Eğitim politikası üzerine yazıda "Nerede yer almış" sözcüklerinden "demeliydik?) projesinin devamıdır." sözcüklerine kadar uzanan bölümün tamamını hiçbir şeyini değiştirmeden aktarın.

*Okunacak metin*:
----

Bilin bakalım, şu cümleler nerede yer almaktadır; “Ortaöğretimdeki okullaşma oranı yüzde 93,3e yükselmekle beraber, bölgesel farklılıklar önemini korumaya devam etmektedir… Ortaöğretime geçiş oranları erkeklerde yüzde 85,3 iken kızlarda bu oran yüzde 82,9dur. İlköğretimden mezun olan ve ortaöğretime geçiş yapan kızların oranının düşük olması ortaöğretimde okullaşma oranlarında cinsiyetler arası fark yaratmaktadır.”

Nerede yer almış olabilir bu cümleler ? CHP eğitim raporunda mı? Yoksa, TÜİSAD eğitim raporunda mı? Bilemediniz…Bu değerlendirmeler AKP hükümetinin, Başbakan Recep Tayyip Erdoğan ile Bakanlar Kurulu’nun altına imza attıkları 2012 Yılı Programı’nın 205’nci sayfasında yer alıyor. Aynı programın hiçbir yerinde 4+4+4 türü bir niyetin ne gerekçesi, ne de “tedbir”i yer almaktadır. Peki nereden çıktı bu niyet? Bu eğitim projesinden önce ortaya çıkan ne? Dindar gençlik, dindar kuşak beyanı…

Kimse eğip büküp saptırmasın. Eğitime ilişkin bu hamle, tamamen AKP’nin muhafazakarlaşma (yoksa gericileşme mi demeliydik?) projesinin devamıdır.

----

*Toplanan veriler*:
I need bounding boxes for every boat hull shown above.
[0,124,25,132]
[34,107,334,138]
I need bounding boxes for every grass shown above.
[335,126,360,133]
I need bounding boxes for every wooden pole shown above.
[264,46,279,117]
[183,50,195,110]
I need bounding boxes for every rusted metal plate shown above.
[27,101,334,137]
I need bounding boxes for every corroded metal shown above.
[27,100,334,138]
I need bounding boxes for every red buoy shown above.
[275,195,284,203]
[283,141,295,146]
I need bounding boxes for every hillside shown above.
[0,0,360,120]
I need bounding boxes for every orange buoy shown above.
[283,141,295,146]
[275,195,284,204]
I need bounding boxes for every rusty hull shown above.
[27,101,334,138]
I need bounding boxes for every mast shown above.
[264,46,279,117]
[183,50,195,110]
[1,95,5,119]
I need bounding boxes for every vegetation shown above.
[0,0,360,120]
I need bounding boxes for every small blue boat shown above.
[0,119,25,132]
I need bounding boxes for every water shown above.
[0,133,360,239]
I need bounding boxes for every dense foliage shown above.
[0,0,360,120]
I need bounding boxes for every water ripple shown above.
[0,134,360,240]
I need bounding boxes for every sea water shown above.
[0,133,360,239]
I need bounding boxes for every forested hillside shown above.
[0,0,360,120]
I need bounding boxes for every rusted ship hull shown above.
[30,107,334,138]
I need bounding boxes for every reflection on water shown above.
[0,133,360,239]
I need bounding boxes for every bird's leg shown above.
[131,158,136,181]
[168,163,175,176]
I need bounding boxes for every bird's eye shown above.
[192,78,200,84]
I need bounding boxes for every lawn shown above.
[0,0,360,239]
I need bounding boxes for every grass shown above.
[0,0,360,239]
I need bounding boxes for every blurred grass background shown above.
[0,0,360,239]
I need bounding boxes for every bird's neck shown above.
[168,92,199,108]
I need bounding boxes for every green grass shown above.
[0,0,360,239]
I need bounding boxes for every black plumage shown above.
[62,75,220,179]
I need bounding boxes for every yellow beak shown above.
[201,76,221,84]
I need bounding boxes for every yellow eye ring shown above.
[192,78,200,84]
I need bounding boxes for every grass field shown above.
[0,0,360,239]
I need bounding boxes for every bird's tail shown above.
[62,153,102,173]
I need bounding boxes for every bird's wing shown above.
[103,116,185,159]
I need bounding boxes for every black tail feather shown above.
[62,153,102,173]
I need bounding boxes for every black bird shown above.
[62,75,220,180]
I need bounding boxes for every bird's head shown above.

----

*Doğru cevap*:
Nerede yer almış olabilir bu cümleler ? CHP eğitim raporunda mı? Yoksa, TÜİSAD eğitim raporunda mı? Bilemediniz…Bu değerlendirmeler AKP hükümetinin, Başbakan Recep Tayyip Erdoğan ile Bakanlar Kurulu’nun altına imza attıkları 2012 Yılı Programı’nın 205’nci sayfasında yer alıyor. Aynı programın hiçbir yerinde 4+4+4 türü bir niyetin ne gerekçesi, ne de “tedbir”i yer almaktadır. Peki nereden çıktı bu niyet? Bu eğitim projesinden önce ortaya çıkan ne? Dindar gençlik, dindar kuşak beyanı…

Kimse eğip büküp saptırmasın. Eğitime ilişkin bu hamle, tamamen AKP’nin muhafazakarlaşma (yoksa gericileşme mi demeliydik?) projesinin devamıdır.